■ Given request ■
Write out every line of the records below, word for word.
=== Information supplied ===
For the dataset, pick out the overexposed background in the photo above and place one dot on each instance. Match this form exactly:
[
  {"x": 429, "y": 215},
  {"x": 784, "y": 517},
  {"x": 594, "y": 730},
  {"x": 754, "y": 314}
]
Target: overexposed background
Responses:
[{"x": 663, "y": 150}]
===
■ Task output ■
For the dataset, pick out the overexposed background in the photo above and place one dot on each instance. Match this form exactly:
[
  {"x": 429, "y": 215},
  {"x": 784, "y": 517},
  {"x": 594, "y": 730},
  {"x": 754, "y": 314}
]
Target: overexposed background
Responses:
[{"x": 663, "y": 150}]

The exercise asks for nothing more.